Ein Porsche 911 auf nasser Fahrbahn. Spritzwasser wirbelt auf. Akustische Sensoren in den vorderen Radhäusern erkennen, dass Aquaplaning droht. Eine Einblendung auf dem Display warnt den Fahrer vor der Gefahr. Er aktiviert den Porsche Wet Mode, um größtmögliche Fahrstabilität zu erhalten. Verschiedene Assistenzsysteme und Einstellungen des Elfers werden automatisch an die gefährliche Situation angepasst. Die Technologie ist seit Frühjahr 2019 in der achten Generation der Porsche-Ikone erhältlich. Innovationen wie diese haben immer eine lange Vorgeschichte. Jahre bevor der Wet Mode in Serie gehen konnte, wurde die Idee im Bereich Vorentwicklung Fahrwerk auf Machbarkeit geprüft. Wer also heute wissen will, was ein Porsche im Jahr 2030 alles können wird, der spricht am besten mit den Innovationsmanagern von Porsche in Weissach bei Stuttgart. Uwe Reuter arbeitet hier mit seinem Team aus Ingenieuren und Data Scientists an den Neuheiten, die erst in zehn Jahren serienreif werden.

» **Extrahierte Informationen**
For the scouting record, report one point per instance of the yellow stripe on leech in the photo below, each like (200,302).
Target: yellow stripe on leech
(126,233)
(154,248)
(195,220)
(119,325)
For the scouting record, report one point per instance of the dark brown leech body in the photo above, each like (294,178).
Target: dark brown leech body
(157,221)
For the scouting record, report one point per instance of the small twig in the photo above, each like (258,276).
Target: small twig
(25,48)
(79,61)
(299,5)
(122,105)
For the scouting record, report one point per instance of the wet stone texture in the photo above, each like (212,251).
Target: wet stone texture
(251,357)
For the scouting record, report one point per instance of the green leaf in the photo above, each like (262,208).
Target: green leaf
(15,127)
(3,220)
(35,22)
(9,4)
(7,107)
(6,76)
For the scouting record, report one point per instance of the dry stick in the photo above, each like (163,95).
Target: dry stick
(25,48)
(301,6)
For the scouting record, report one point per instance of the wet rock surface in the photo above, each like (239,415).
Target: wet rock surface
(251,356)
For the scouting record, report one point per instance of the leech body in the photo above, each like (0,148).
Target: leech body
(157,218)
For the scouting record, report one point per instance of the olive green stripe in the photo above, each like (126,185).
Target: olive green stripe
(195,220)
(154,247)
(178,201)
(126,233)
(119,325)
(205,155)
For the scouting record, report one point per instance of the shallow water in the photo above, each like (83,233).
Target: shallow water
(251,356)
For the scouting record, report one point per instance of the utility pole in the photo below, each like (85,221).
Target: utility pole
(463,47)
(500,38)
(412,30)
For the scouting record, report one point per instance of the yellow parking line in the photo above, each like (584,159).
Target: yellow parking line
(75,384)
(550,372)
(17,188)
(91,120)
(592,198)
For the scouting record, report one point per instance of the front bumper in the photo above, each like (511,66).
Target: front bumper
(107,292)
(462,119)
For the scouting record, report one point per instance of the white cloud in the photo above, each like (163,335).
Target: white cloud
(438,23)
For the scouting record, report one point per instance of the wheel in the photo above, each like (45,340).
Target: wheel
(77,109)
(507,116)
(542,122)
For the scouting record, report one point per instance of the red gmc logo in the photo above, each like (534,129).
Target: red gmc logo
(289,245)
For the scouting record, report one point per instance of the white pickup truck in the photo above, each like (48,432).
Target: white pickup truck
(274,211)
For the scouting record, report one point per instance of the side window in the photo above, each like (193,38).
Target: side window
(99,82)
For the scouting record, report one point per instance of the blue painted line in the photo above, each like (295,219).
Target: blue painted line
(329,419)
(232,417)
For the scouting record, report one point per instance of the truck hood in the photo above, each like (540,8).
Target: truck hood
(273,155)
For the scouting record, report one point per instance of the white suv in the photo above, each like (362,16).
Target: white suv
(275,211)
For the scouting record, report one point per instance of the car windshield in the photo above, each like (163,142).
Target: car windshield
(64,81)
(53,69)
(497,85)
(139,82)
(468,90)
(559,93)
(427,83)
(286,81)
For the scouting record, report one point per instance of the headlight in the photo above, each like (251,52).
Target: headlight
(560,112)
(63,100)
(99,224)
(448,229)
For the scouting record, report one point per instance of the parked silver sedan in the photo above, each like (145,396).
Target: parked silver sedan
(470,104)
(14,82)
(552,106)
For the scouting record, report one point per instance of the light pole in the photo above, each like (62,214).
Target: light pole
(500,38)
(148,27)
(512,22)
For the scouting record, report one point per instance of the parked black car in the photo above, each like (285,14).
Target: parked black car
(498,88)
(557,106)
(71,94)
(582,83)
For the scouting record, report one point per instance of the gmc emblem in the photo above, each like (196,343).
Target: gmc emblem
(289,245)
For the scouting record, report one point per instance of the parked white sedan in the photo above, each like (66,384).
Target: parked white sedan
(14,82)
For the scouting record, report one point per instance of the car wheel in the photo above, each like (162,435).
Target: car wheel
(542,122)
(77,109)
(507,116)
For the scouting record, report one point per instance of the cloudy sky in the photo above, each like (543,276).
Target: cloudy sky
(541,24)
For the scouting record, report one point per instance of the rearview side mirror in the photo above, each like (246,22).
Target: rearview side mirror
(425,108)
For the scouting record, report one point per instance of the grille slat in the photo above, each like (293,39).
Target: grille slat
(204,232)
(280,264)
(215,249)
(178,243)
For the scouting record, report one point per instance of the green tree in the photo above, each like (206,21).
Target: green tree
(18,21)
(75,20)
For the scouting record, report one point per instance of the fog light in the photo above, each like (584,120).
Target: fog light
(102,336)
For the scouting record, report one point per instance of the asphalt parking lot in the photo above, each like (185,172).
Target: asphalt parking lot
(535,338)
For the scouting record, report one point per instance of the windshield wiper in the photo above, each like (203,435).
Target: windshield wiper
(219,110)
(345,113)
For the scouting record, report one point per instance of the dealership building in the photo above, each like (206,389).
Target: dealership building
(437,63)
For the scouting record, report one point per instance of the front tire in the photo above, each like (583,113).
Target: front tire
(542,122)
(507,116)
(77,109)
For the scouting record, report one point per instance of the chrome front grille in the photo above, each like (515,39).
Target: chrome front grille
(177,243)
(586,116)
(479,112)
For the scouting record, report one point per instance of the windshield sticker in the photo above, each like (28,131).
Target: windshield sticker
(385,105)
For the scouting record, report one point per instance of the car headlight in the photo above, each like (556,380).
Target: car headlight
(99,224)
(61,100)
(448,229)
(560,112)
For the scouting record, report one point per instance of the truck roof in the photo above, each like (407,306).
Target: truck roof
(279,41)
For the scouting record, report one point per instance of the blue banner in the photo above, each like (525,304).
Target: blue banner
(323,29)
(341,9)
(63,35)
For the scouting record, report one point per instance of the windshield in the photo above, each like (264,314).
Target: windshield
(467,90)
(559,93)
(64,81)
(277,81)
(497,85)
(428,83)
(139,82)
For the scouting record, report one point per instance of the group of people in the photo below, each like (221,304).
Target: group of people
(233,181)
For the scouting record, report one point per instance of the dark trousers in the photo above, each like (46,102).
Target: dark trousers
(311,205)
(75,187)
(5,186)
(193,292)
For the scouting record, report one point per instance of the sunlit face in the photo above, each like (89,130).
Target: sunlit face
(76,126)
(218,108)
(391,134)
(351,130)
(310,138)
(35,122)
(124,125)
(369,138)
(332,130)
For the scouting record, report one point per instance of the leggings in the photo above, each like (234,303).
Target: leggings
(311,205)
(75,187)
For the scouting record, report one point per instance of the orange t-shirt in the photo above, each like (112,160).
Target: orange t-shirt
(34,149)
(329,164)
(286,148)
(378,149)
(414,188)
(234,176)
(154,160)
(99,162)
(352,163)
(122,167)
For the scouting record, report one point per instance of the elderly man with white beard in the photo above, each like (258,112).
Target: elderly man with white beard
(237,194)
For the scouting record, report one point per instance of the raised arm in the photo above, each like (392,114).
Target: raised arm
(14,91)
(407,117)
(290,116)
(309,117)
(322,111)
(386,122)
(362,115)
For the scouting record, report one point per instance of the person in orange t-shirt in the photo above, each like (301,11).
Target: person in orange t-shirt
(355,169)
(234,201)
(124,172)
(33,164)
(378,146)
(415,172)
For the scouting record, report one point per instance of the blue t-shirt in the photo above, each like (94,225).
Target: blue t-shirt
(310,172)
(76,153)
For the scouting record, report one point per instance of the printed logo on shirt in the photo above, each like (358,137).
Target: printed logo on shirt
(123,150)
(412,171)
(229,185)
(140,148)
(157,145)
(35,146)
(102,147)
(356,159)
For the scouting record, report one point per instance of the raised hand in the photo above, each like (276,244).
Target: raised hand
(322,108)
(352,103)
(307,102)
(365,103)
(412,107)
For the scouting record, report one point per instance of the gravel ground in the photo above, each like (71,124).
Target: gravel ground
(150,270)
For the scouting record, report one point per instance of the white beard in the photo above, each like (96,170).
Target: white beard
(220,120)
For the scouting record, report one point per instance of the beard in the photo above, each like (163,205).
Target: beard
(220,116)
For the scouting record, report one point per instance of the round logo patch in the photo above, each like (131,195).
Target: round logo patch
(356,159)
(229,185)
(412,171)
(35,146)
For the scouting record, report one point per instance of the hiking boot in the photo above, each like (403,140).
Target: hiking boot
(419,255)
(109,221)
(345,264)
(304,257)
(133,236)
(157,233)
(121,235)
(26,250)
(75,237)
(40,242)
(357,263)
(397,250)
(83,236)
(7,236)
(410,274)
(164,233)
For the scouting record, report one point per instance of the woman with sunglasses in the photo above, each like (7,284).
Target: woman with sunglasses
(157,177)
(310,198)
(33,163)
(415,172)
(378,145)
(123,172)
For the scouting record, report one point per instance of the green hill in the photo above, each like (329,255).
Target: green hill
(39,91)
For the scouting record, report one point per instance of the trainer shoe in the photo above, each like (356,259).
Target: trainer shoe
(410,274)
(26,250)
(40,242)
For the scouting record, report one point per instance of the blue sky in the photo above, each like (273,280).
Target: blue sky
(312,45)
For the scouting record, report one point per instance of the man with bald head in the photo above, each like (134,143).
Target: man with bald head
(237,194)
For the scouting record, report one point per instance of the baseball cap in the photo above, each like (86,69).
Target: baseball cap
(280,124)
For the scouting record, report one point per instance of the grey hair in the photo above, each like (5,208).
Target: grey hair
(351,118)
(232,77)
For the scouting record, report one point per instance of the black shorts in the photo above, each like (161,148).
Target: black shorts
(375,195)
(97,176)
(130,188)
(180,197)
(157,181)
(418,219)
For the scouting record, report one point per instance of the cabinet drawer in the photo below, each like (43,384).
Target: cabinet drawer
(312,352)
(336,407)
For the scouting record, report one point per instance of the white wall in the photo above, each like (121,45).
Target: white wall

» **Aufgabenstellung**
Schreibe den Text über den Porsche Wet Mode und die Vorentwicklung in Weissach im Anschluss an seinen letzten Satz weiter.

» **Endergebnis**
Um innovativ zu sein, brauchen die rund 30 Mitarbeiter auch innovative Arbeitsmethoden, davon ist Reuter überzeugt. Design Thinking, Scrum, Ideation Workshops, Communities und Hackathons gehören selbstverständlich zu ihrem Repertoire. Doch für eine innovative Arbeitsatmosphäre reicht das allein nicht. Besonders deutlich spürte das die Abteilung, als sie 2017 in ein neues Gebäude auf dem Gelände des Porsche-Entwicklungszentrums einzog. „Wir haben schnell festgestellt, dass wir dort nicht so arbeiten konnten, wie wir es wollen und müssen, um unserer Rolle als Innovationstreiber gerecht zu werden“, so Reuter. Zu starr und klassisch kamen Raumaufteilung und Einrichtung daher. In nur zwei Wochen setzten sie deshalb gemeinsam mit Porsche Consulting Sofort-Maßnahmen für flexibleres und produktiveres Arbeiten um und entwickelten ein Konzept für den Umbau der Räume.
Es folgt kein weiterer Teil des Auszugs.